* 読解本文:

#####

「甲南医療センター」過労自殺事件
8月17日に読売新聞から長時間労働による若手医師の過労自殺の報道がありました。
過労自殺した若手医師、「限界です」両親へ遺書…病院側は長時間労働の指示否定
「甲南医療センター」の専攻医だった高島 晨伍しんご さん(当時26歳)は、月207時間に上る時間外労働をしており、センターの労使協定の上限も超えていたといいます。
センター側は、「この超過労働時間は自己研鑽だ」と主張しており、センター側に責任は無いとしています。
この事件は、まだ真相は明らかになっていませんが、十中八九で病院(センター)側の労働法違反と安全管理義務違反でしょう。
非常に典型的なブラック企業の過労死・過労自殺事件だと思います。
詳しい事は言えませんが、私も昔、同様の月200時間を超える時間外労働で心身を壊して病理退職した事があります。
その時も、会社側は管理責任を認めませんでした。
そんな経験がありますので、この病院のような堕落した管理層の有害さには敏感になってしまいます。
経験上、この手の長時間労働は人手不足による必然では無く、経営管理層の怠慢から生じるものです。

#####

(領域指示データ)
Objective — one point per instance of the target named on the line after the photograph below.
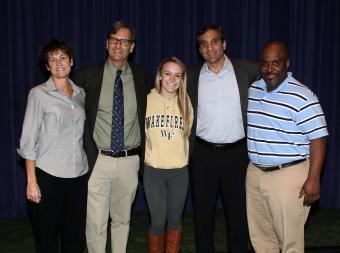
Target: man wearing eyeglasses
(219, 90)
(115, 105)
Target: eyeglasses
(123, 42)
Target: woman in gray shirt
(52, 146)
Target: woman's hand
(33, 192)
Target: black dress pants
(60, 217)
(213, 171)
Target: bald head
(274, 64)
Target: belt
(220, 146)
(277, 167)
(123, 153)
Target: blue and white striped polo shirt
(282, 122)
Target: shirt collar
(125, 70)
(263, 85)
(227, 67)
(50, 86)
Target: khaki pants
(111, 191)
(276, 216)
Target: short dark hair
(54, 45)
(113, 29)
(207, 27)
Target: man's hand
(310, 191)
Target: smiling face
(59, 64)
(119, 46)
(274, 64)
(212, 47)
(171, 77)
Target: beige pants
(276, 216)
(111, 191)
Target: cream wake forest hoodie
(165, 145)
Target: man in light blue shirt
(286, 145)
(218, 90)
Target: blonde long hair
(183, 98)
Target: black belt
(277, 167)
(123, 153)
(220, 146)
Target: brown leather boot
(173, 241)
(156, 243)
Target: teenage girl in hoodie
(168, 123)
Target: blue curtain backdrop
(310, 29)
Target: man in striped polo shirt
(286, 145)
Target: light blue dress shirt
(219, 116)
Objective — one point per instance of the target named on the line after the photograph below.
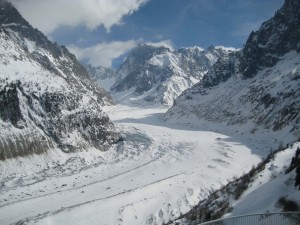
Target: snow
(160, 171)
(269, 185)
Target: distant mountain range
(47, 99)
(157, 74)
(257, 87)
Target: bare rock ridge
(158, 74)
(46, 96)
(257, 87)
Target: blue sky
(104, 32)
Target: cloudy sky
(101, 32)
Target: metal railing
(285, 218)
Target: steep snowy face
(46, 97)
(159, 75)
(269, 98)
(276, 37)
(105, 77)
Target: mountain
(47, 99)
(257, 88)
(268, 187)
(159, 75)
(105, 77)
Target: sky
(102, 32)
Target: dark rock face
(62, 62)
(277, 36)
(164, 73)
(221, 71)
(259, 84)
(47, 99)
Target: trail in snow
(158, 172)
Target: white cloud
(48, 15)
(164, 43)
(104, 53)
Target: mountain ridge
(266, 101)
(47, 99)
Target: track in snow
(160, 171)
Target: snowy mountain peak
(276, 37)
(159, 75)
(47, 100)
(269, 98)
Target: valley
(159, 171)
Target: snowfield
(159, 171)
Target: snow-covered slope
(243, 89)
(105, 77)
(46, 97)
(267, 188)
(159, 75)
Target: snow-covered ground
(158, 172)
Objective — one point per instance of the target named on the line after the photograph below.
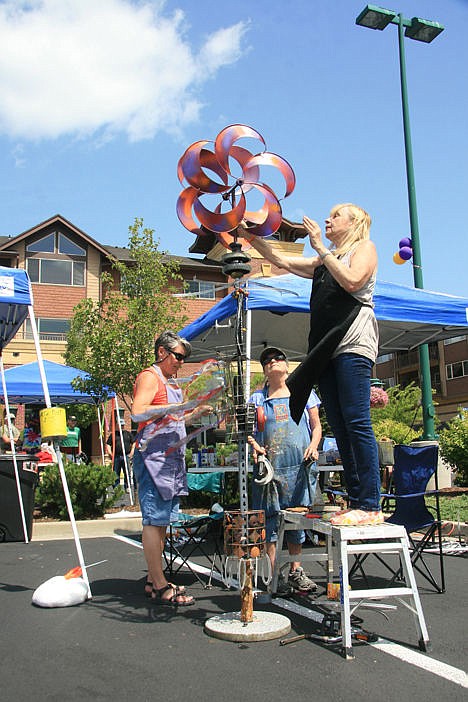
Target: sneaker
(357, 517)
(298, 580)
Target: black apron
(332, 311)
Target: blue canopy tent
(24, 384)
(16, 303)
(277, 315)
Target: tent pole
(63, 477)
(13, 451)
(127, 472)
(101, 431)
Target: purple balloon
(406, 241)
(406, 252)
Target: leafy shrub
(396, 431)
(87, 485)
(453, 442)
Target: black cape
(332, 311)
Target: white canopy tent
(16, 303)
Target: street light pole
(421, 30)
(424, 363)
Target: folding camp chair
(413, 467)
(193, 536)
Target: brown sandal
(175, 600)
(149, 589)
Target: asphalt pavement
(120, 646)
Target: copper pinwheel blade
(226, 139)
(196, 145)
(190, 166)
(184, 210)
(269, 159)
(273, 213)
(250, 174)
(220, 222)
(245, 240)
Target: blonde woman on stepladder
(343, 345)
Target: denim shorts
(154, 510)
(295, 536)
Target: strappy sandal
(149, 589)
(174, 601)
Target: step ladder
(342, 542)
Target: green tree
(453, 442)
(404, 406)
(112, 339)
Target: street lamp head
(375, 17)
(423, 30)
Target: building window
(384, 358)
(459, 369)
(49, 329)
(201, 289)
(63, 263)
(56, 242)
(56, 271)
(454, 340)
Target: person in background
(343, 345)
(30, 436)
(293, 451)
(71, 445)
(5, 434)
(159, 469)
(114, 448)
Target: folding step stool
(349, 541)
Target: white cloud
(87, 67)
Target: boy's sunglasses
(275, 357)
(177, 356)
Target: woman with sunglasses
(161, 476)
(293, 451)
(343, 345)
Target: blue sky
(99, 101)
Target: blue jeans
(345, 390)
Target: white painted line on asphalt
(455, 675)
(443, 670)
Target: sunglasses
(177, 356)
(275, 357)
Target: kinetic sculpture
(211, 173)
(231, 191)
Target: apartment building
(449, 373)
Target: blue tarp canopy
(24, 384)
(15, 298)
(279, 308)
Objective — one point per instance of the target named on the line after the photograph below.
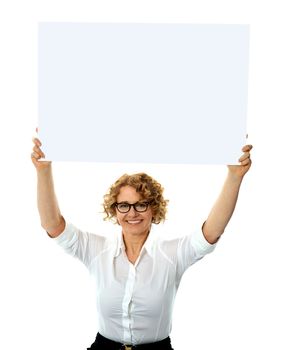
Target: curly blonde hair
(149, 189)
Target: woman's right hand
(37, 154)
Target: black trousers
(102, 343)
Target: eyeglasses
(124, 207)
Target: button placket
(126, 305)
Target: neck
(134, 243)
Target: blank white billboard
(143, 93)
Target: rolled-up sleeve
(191, 249)
(82, 245)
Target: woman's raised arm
(50, 216)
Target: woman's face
(133, 222)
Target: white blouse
(135, 302)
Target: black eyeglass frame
(132, 205)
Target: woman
(137, 274)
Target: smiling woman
(137, 273)
(149, 189)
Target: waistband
(102, 343)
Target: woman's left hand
(245, 163)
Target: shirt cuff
(68, 236)
(200, 243)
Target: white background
(233, 298)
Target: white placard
(143, 93)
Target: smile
(134, 222)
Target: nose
(132, 212)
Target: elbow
(211, 236)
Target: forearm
(223, 208)
(50, 215)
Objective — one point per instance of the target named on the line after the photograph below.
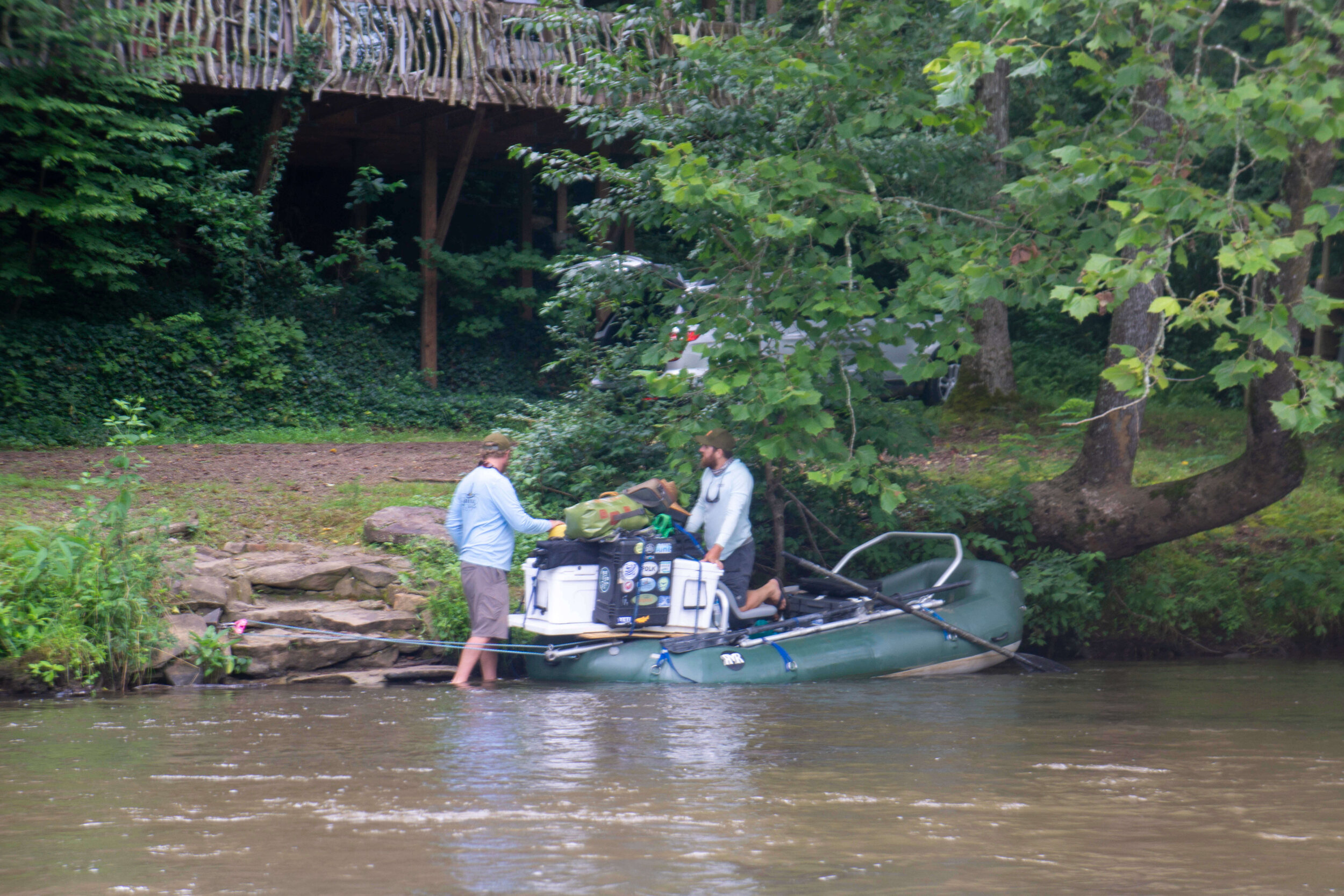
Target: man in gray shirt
(724, 510)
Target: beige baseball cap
(498, 440)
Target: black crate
(566, 553)
(632, 587)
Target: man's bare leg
(768, 593)
(468, 661)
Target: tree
(88, 144)
(1190, 108)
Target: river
(1125, 778)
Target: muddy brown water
(1147, 778)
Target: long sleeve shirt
(484, 516)
(722, 507)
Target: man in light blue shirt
(724, 510)
(482, 520)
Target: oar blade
(1031, 663)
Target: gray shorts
(487, 599)
(737, 571)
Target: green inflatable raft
(821, 637)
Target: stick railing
(456, 52)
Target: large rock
(353, 589)
(275, 650)
(182, 673)
(205, 591)
(397, 526)
(181, 628)
(374, 575)
(294, 613)
(300, 577)
(364, 621)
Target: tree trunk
(776, 501)
(429, 272)
(988, 372)
(1095, 507)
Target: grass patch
(313, 436)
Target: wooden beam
(525, 233)
(268, 149)
(429, 273)
(562, 217)
(455, 186)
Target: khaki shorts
(487, 599)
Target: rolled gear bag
(659, 496)
(600, 516)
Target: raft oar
(1027, 661)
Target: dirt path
(277, 464)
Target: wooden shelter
(405, 84)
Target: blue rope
(947, 636)
(789, 665)
(525, 649)
(667, 657)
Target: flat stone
(275, 650)
(401, 524)
(409, 602)
(374, 575)
(364, 621)
(205, 591)
(245, 562)
(181, 628)
(351, 589)
(356, 677)
(302, 577)
(378, 660)
(420, 673)
(205, 566)
(295, 613)
(182, 673)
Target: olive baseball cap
(718, 439)
(498, 440)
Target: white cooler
(561, 601)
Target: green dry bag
(596, 519)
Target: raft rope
(520, 649)
(667, 657)
(789, 665)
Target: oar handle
(916, 612)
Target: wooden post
(455, 186)
(268, 149)
(429, 273)
(525, 233)
(562, 217)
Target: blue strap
(789, 665)
(667, 657)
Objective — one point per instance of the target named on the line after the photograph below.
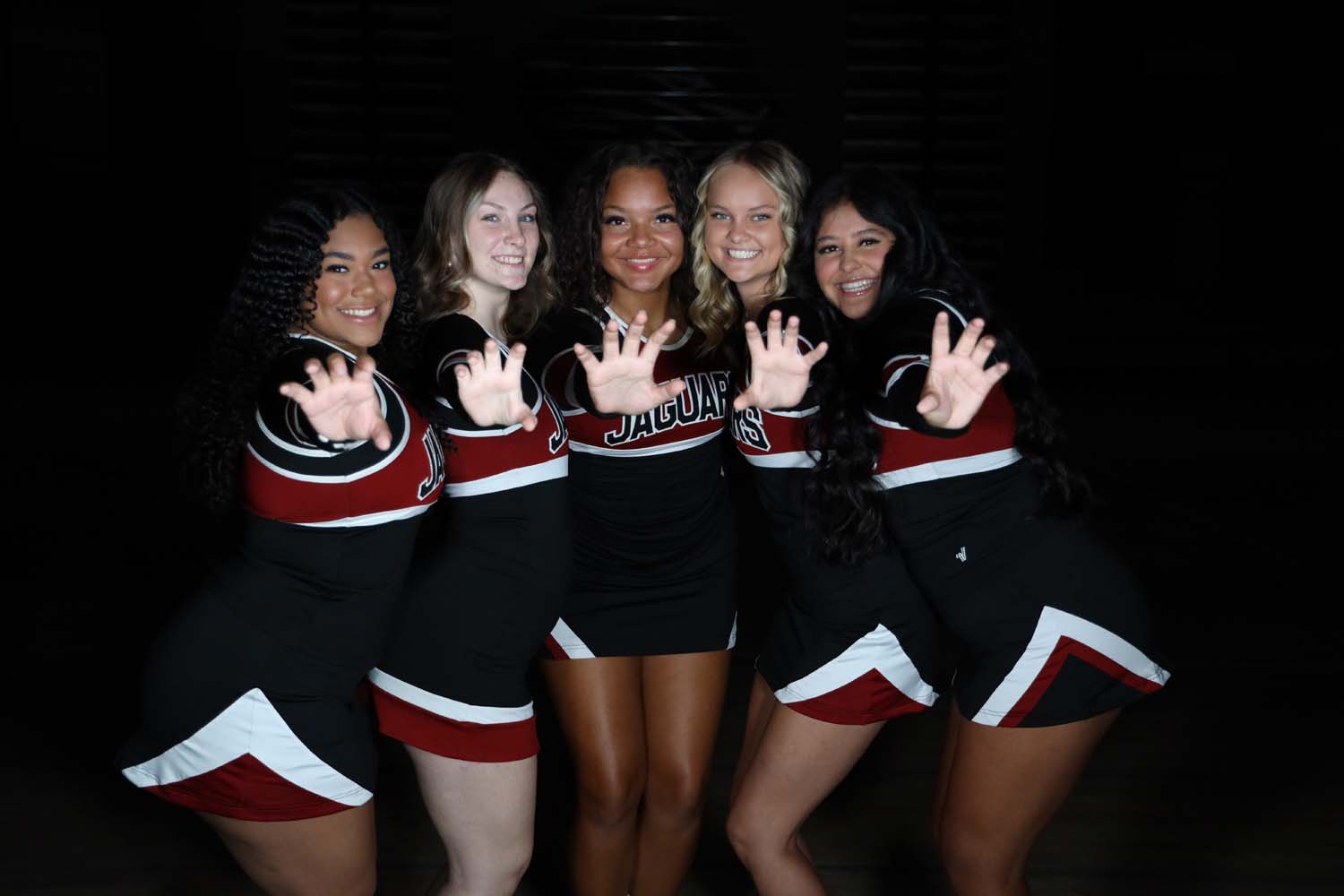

#####

* 問題と課題:
[1] 甲南医療センター過労自殺事件を扱った本文について、次の問いに答えてください。
(a) 若手医師の過労自殺はいつ、どの新聞から報道されたか。
(b) 高島晨伍さんの時間外労働は月何時間に上っていたか。
(c) センター側は超過労働時間を何だと主張しているか。
[2] 甲南医療センター過労自殺事件を扱った本文の続きを、最後の文の後から書き進めてください。

* 演習結果:
[1]
(a) 8月17日、読売新聞
(b) 月207時間
(c) 自己研鑽

[2]
管理層にやる気があれば、仕事を減らすなり、負荷分散するなり、雑務を外注するなり、リスケするなり、業務の負荷を減らす方法はあるはずです。
どうしても医師の人員が不足して、医療業務が受けられないのなら、患者を他の病院に回すこともできるでしょう。
法律で患者を断る事が規制されているのは、分かりますが、人員不足なら例外のはずです。
無い袖は振れません。
こういう超過労働の場合は、管理層がそれらの管理業務を遂行していませんから、極端な超過労働になるのです。
だいたい「自己研鑽」とはなんですか。どう見てもサービス残業ではないですか。
十中八九で違法超過労働でしょう。
自己責任論とは
主に団塊世代やバブル世代や氷河期世代の「勝ち組」中心に、社会的弱者や病気・怪我などで運悪く不遇な境遇に置かれている人々に対する批判の声が多いです。
その典型的な台詞が「自己責任だろ」というものです。
これらを自己責任論と呼びます。
これに対し、氷河期世代の「負け組」や、過去に苦労した人々中心に、自己責任論に対する批判の声が多いです。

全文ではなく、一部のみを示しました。